start

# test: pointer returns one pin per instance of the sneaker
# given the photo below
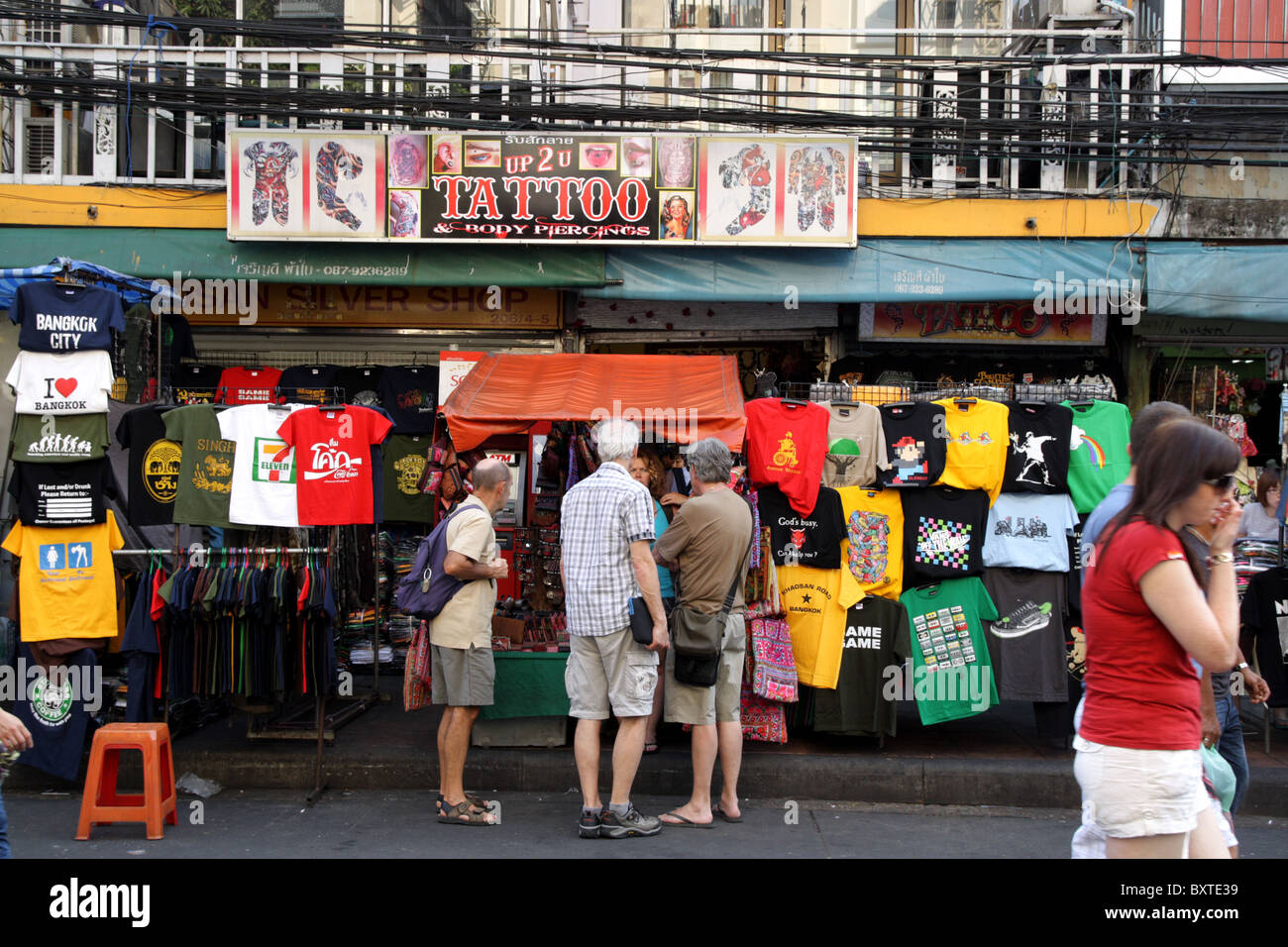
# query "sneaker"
(588, 826)
(612, 826)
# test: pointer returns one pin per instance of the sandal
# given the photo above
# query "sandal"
(465, 814)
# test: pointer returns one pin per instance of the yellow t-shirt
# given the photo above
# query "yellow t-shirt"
(872, 549)
(978, 438)
(67, 581)
(816, 602)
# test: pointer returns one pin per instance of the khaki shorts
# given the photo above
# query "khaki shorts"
(1129, 793)
(463, 677)
(720, 702)
(609, 671)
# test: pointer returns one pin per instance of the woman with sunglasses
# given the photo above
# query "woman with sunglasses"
(1145, 615)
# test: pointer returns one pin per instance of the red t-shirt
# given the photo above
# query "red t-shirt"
(249, 385)
(1142, 692)
(786, 446)
(333, 460)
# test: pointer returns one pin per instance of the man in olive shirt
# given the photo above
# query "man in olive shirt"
(707, 544)
(462, 638)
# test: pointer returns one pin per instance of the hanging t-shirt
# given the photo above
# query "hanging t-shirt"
(1028, 644)
(308, 384)
(403, 467)
(876, 639)
(786, 445)
(241, 385)
(1038, 457)
(978, 440)
(333, 450)
(952, 676)
(810, 540)
(1030, 531)
(816, 602)
(361, 384)
(155, 464)
(854, 445)
(205, 466)
(62, 495)
(1099, 459)
(872, 548)
(58, 440)
(265, 478)
(410, 394)
(196, 384)
(65, 582)
(75, 382)
(56, 317)
(943, 532)
(915, 446)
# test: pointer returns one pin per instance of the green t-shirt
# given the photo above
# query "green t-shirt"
(62, 440)
(403, 466)
(1098, 457)
(952, 676)
(205, 467)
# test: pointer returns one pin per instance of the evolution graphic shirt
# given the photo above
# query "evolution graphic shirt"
(943, 534)
(67, 582)
(872, 548)
(333, 451)
(265, 478)
(76, 382)
(1099, 459)
(54, 317)
(1037, 460)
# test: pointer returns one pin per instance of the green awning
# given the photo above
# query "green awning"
(155, 253)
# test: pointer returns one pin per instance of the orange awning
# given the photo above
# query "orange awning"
(674, 398)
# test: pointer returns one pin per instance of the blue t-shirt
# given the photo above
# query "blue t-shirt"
(664, 575)
(56, 317)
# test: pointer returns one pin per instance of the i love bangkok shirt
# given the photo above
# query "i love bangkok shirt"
(333, 463)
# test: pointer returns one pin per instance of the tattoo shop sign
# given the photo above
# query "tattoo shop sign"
(541, 187)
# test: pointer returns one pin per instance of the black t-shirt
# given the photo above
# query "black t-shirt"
(196, 384)
(410, 394)
(56, 317)
(154, 466)
(308, 384)
(915, 445)
(1037, 460)
(876, 637)
(62, 493)
(361, 384)
(797, 540)
(943, 534)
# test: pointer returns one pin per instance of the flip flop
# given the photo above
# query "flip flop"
(686, 822)
(716, 812)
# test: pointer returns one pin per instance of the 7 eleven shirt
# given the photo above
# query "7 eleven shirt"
(265, 478)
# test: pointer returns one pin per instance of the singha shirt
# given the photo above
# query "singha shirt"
(333, 453)
(54, 317)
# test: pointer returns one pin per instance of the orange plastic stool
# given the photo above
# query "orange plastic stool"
(102, 804)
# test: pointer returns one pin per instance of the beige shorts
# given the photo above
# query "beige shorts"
(609, 671)
(720, 702)
(463, 677)
(1129, 793)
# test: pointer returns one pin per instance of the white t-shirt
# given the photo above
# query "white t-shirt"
(73, 382)
(263, 475)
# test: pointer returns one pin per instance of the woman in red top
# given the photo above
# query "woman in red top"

end

## Work to be completed
Quote the data exactly, leaving every image out of the copy.

## Worked answer
# test: pointer returns one pin per instance of the sneaker
# given the photo below
# query "sneaker"
(588, 826)
(612, 826)
# test: pointer returns one pin per instance of the sandal
# given the photo above
# query "sandal"
(465, 814)
# test: pointer returns one pin per instance of the yellow t-shirt
# given the photo above
# query "yellow t-shirt"
(872, 549)
(978, 438)
(67, 581)
(816, 602)
# test: pointer returns one pin per instance of the khaki shorts
# given the photo above
# query "khaki shorts"
(1129, 793)
(463, 677)
(720, 702)
(609, 671)
# test: pointer returns one pin per instance of the woman with sunglasses
# given the photo above
# query "woman with sunglasses"
(1145, 615)
# test: pointer returns one pin per instance of the red t-shirt
# given the photo above
# query "red t-shirt"
(249, 385)
(1142, 692)
(786, 446)
(333, 460)
# test: pointer returns one pin per instance of the man in olive shirt
# given the photo above
# query "man in olive shirt"
(707, 544)
(462, 638)
# test: pointer returns one pin per instance of the hanging t-shirt
# given the photo above
# query "hanging t-shirt"
(1028, 644)
(308, 384)
(403, 467)
(876, 639)
(786, 445)
(241, 385)
(1038, 457)
(978, 440)
(333, 450)
(952, 676)
(810, 540)
(1030, 531)
(816, 602)
(361, 384)
(155, 464)
(854, 445)
(205, 466)
(62, 495)
(1099, 459)
(872, 548)
(58, 440)
(265, 478)
(410, 394)
(196, 384)
(65, 582)
(75, 382)
(56, 317)
(943, 532)
(915, 446)
# test: pointer returns one pin per instance of the green t-shirt
# given the photo above
# query "green t-shirt"
(62, 440)
(403, 466)
(1098, 457)
(952, 676)
(205, 467)
# test: pointer returns one pin per instance of the evolution graphic shirt
# given the photo above
# query "evolution graphic shirt"
(943, 534)
(67, 582)
(872, 548)
(333, 451)
(265, 478)
(76, 382)
(1099, 459)
(54, 317)
(1037, 460)
# test: pointer returns one pin per instance of the green awning
# given the photo above
# query "green awning"
(155, 253)
# test: pointer returns one pin per instance of the orange awning
# given the photo above
# query "orange awning"
(674, 398)
# test: pointer returns one pin per instance of the blue t-shirt
# given the photo above
# query "blue t-shirt"
(664, 575)
(56, 317)
# test: pointer returns one pin per instance of the i love bangkok shirt
# given the photo above
# query "i love bangkok shirt"
(333, 463)
# test: pointer returns one pin per instance of the tattoo shop sign
# given the photo above
# query "tattoo shop sign"
(541, 187)
# test: pointer returns one pin per instance of the black t-shirt
# given the photo above
# query "black t-shirt"
(196, 384)
(410, 394)
(56, 317)
(154, 466)
(308, 384)
(915, 445)
(1037, 460)
(876, 637)
(62, 493)
(361, 384)
(797, 540)
(943, 534)
# test: pointer returns one pin per instance of the flip flop
# given the photo above
# query "flip flop"
(686, 822)
(716, 812)
# test: pointer returns one pin per instance of the 7 eleven shirt
# given the photo above
# query "7 eleven shirt"
(265, 478)
# test: pointer returns one pin per instance of the singha shirt
# given the photo above
# query "singha shirt"
(333, 453)
(54, 317)
# test: pointer returns one pin per instance of the orange plastic stool
# given the photo above
# query "orange plastic stool"
(102, 804)
# test: pointer returns one pin per instance of the beige shorts
# given the photo above
# query "beige shorts"
(609, 671)
(720, 702)
(463, 677)
(1129, 793)
# test: pointer returns one pin per instance of the white t-shirt
# given the photo above
# query "white t-shirt"
(73, 382)
(263, 475)
# test: pointer returns one pin per instance of the woman in red top
# given the photo above
# query "woman in red top"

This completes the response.